## WHAT IS EXPECTED
Can you rewrite every line of the data starting at the line containing "TARGET = plain background" and ending at the line containing "(1015, 174)", shifting each coordinate value up by 23?
-------- STORED DATA
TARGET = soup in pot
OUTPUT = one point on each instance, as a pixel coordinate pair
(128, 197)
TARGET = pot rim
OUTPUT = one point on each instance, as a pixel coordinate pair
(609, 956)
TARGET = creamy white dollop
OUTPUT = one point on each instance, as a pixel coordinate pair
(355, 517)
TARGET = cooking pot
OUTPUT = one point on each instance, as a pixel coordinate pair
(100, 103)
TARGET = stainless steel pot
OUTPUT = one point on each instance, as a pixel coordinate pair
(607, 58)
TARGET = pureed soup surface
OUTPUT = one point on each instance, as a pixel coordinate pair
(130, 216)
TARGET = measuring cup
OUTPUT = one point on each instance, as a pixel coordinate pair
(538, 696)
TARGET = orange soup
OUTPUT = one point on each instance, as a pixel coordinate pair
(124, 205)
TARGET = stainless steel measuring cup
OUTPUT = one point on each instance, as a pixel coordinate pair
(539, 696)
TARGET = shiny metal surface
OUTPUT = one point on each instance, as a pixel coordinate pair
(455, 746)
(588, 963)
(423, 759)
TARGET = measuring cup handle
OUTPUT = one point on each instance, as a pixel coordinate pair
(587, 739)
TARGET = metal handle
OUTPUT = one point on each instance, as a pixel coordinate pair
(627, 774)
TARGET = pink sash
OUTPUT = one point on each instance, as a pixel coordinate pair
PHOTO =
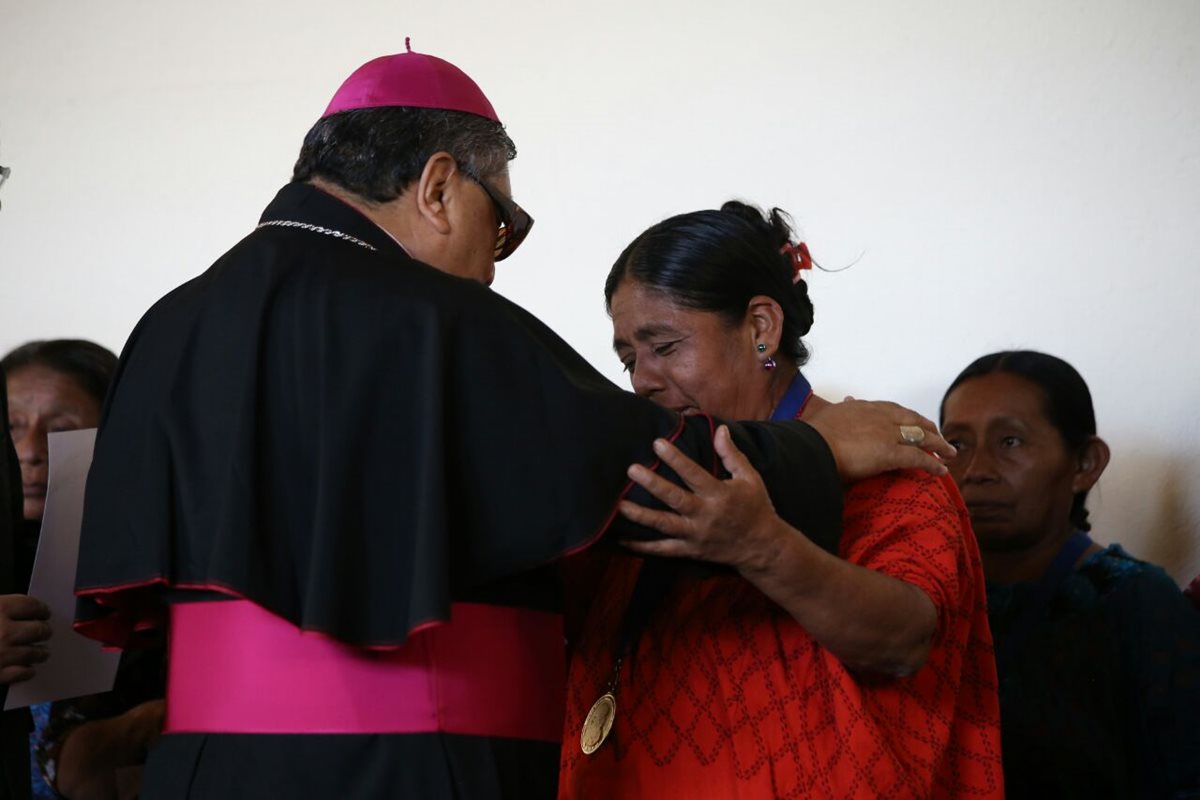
(491, 671)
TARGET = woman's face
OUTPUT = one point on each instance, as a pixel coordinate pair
(42, 401)
(1014, 469)
(688, 360)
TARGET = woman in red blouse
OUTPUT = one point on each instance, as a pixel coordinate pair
(737, 659)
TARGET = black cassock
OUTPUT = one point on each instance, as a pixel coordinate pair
(324, 428)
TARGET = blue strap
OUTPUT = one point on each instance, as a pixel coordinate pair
(793, 400)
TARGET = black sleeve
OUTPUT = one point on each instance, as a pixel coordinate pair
(13, 725)
(796, 465)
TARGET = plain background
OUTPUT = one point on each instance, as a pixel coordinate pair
(1002, 174)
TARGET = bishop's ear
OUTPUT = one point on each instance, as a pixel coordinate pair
(432, 188)
(1093, 457)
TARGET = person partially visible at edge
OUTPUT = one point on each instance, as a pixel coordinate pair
(1098, 651)
(23, 627)
(339, 429)
(83, 744)
(791, 672)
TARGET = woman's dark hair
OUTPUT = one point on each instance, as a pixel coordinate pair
(88, 364)
(376, 152)
(1065, 394)
(718, 260)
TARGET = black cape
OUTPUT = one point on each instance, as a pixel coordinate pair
(353, 440)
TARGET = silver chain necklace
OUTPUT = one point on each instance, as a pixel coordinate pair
(316, 229)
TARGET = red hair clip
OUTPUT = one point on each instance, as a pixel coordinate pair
(801, 258)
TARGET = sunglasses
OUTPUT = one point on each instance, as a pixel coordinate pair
(514, 222)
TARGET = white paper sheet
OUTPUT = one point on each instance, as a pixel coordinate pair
(77, 665)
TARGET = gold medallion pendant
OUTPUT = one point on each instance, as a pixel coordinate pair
(598, 723)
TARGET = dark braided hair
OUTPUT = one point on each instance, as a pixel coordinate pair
(718, 260)
(1066, 400)
(88, 364)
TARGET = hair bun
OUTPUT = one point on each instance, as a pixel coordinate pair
(775, 226)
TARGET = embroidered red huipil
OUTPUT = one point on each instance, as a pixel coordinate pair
(727, 696)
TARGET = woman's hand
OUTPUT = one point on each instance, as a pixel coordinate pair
(721, 521)
(864, 437)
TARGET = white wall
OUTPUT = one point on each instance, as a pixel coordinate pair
(1015, 174)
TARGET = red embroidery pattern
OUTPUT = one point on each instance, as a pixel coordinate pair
(727, 696)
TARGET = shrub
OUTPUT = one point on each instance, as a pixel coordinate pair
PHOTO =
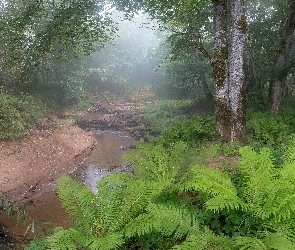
(11, 125)
(194, 130)
(17, 114)
(266, 130)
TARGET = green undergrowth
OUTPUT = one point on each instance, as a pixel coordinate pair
(172, 202)
(157, 115)
(190, 191)
(18, 114)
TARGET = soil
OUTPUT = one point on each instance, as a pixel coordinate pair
(30, 166)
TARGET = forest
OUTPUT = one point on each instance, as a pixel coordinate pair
(210, 84)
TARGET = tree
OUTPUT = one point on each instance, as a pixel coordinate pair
(284, 60)
(227, 60)
(35, 32)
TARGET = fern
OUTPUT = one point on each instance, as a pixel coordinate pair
(77, 201)
(221, 192)
(205, 240)
(155, 162)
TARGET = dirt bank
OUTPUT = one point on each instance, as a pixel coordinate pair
(30, 166)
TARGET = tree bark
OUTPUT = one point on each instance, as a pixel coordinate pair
(236, 71)
(220, 70)
(283, 63)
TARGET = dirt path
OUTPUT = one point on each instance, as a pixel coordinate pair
(30, 166)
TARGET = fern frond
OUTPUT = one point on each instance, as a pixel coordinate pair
(278, 241)
(77, 200)
(250, 243)
(252, 162)
(289, 155)
(63, 240)
(205, 240)
(155, 162)
(209, 180)
(173, 220)
(109, 242)
(141, 225)
(258, 176)
(121, 202)
(221, 192)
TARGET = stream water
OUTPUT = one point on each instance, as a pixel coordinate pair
(105, 159)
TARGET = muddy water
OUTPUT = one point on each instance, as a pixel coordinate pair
(105, 159)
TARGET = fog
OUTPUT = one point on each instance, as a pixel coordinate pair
(133, 58)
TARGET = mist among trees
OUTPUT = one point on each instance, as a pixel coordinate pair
(221, 73)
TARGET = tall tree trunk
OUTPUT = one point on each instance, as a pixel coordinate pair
(283, 62)
(236, 71)
(220, 70)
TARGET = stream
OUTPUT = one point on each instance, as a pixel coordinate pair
(105, 159)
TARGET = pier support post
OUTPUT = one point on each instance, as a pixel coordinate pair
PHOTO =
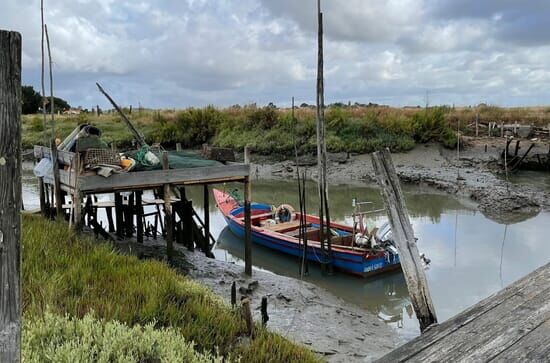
(169, 228)
(119, 216)
(42, 191)
(247, 154)
(206, 205)
(247, 230)
(139, 216)
(10, 196)
(57, 184)
(403, 236)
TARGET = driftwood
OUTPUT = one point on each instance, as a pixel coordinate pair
(218, 153)
(403, 236)
(10, 196)
(137, 135)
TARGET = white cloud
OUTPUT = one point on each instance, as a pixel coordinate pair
(172, 53)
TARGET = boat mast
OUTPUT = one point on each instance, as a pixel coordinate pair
(321, 147)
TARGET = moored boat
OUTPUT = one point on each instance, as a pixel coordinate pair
(279, 229)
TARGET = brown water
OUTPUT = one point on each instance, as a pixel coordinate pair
(471, 256)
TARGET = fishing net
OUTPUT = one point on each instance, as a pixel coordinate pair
(176, 160)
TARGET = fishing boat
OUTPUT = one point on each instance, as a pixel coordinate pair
(279, 229)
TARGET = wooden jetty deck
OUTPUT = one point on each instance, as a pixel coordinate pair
(512, 325)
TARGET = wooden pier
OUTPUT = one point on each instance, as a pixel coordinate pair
(512, 325)
(181, 223)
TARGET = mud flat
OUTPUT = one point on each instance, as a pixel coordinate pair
(472, 175)
(336, 330)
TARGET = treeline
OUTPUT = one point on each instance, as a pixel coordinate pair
(269, 130)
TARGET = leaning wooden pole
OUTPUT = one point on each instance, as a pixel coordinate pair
(247, 229)
(403, 236)
(53, 144)
(10, 196)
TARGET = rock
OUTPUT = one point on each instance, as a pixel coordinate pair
(283, 297)
(253, 285)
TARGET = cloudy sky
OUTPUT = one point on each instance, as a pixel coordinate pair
(179, 53)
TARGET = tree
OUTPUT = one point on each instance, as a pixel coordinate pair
(31, 100)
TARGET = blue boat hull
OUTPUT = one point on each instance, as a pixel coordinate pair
(350, 262)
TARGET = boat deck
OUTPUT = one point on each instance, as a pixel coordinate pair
(512, 325)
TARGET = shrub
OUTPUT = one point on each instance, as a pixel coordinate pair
(54, 338)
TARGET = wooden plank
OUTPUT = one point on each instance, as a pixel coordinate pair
(510, 296)
(64, 157)
(158, 178)
(10, 196)
(494, 331)
(403, 236)
(529, 348)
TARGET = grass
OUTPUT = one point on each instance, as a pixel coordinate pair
(269, 130)
(69, 274)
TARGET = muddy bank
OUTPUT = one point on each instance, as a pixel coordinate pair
(303, 312)
(472, 176)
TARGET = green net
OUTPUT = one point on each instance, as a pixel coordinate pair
(176, 160)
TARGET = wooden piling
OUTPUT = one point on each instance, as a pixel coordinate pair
(206, 204)
(247, 316)
(42, 192)
(188, 225)
(168, 211)
(263, 309)
(247, 154)
(77, 197)
(10, 196)
(139, 216)
(247, 229)
(56, 181)
(129, 216)
(233, 294)
(119, 216)
(404, 238)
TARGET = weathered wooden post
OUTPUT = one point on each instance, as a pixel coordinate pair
(247, 154)
(168, 210)
(206, 205)
(404, 238)
(119, 216)
(247, 315)
(247, 230)
(10, 196)
(263, 309)
(139, 216)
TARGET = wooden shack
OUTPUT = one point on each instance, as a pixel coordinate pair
(174, 214)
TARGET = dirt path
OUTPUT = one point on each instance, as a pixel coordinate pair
(472, 176)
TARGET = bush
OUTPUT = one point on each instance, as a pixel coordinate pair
(69, 274)
(54, 338)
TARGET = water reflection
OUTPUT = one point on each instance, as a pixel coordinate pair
(471, 256)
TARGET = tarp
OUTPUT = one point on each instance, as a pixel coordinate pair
(176, 160)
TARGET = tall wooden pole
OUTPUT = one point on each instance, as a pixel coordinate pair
(53, 145)
(10, 196)
(247, 230)
(206, 205)
(44, 121)
(403, 236)
(168, 221)
(321, 146)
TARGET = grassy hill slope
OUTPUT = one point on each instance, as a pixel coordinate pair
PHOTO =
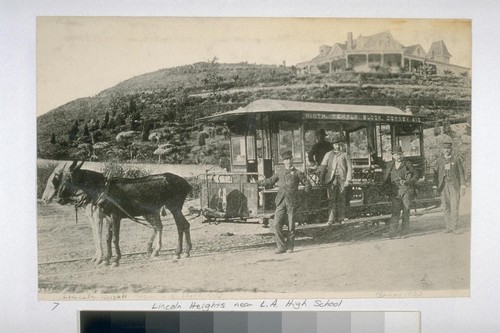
(131, 120)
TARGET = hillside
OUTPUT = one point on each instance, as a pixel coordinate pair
(151, 117)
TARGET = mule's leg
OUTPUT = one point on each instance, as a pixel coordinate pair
(155, 221)
(182, 229)
(116, 237)
(109, 237)
(93, 219)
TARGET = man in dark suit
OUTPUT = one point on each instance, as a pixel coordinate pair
(400, 176)
(287, 201)
(449, 178)
(336, 171)
(319, 149)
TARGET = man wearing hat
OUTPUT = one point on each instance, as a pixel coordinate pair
(287, 201)
(319, 149)
(336, 172)
(400, 176)
(449, 178)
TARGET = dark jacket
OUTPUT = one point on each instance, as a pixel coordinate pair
(288, 183)
(411, 177)
(456, 174)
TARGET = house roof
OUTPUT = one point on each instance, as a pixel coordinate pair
(380, 41)
(415, 50)
(278, 106)
(437, 49)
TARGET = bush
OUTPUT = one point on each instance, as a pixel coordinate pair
(116, 170)
(43, 172)
(195, 183)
----------------
## RESPONSE TO THE EXERCISE
TARGET = plain background
OUTPUT = one point on each instance, as a pixel coordinate pair
(1025, 197)
TARGET = bishop's ear
OUTPUT = one point on each instance, as a pixel coordinate pair
(455, 211)
(1116, 480)
TARGET = person partially visible at edge
OUTPUT = one point on each instance, as a pixel coordinate pair
(1121, 674)
(46, 650)
(362, 452)
(106, 767)
(814, 695)
TARGET = woman's dark hair
OUTPUT = one point on each instance, as a pixel coordinate pair
(111, 387)
(399, 175)
(1088, 417)
(741, 283)
TARGET = black cape
OUTPUT = one point on each instance, as a pixel coordinate pair
(376, 463)
TARGET = silver chain necklace
OUTPUT = one point on each instance, as a pixel coordinate pair
(339, 252)
TARGET = red hair clip
OUTPUT = one point on each instance, as a pixel coordinate pair
(824, 281)
TARGET = sunglasses
OUTPUT = one point on each instance, as a pixel coordinate pair
(537, 245)
TARGET = white paper sheet
OUTPUT = one point on each instance, as a pixel coordinate pair
(100, 688)
TARGET = gold medallion pendant
OUTPUT = one point on each instance, as a pixel coordinate pair
(621, 746)
TARGET = dark braided hair
OUTPUT = one point on each instance, as a pixel coordinate pair
(741, 283)
(1089, 423)
(111, 387)
TARGET = hair bun
OUTPUT = one point on each instance, as a pixel coordinate pair
(798, 249)
TARGET = embroidered red huipil
OUTPUT = one point on each instance, as a pixel coordinate pair
(750, 719)
TARGET = woman's hand
OUTPUT = one point on each instance, as a pixel coordinate pair
(744, 544)
(887, 460)
TARGET = white wall
OUTPUT = one point on each instance, as a pixel coordinate pair
(1038, 197)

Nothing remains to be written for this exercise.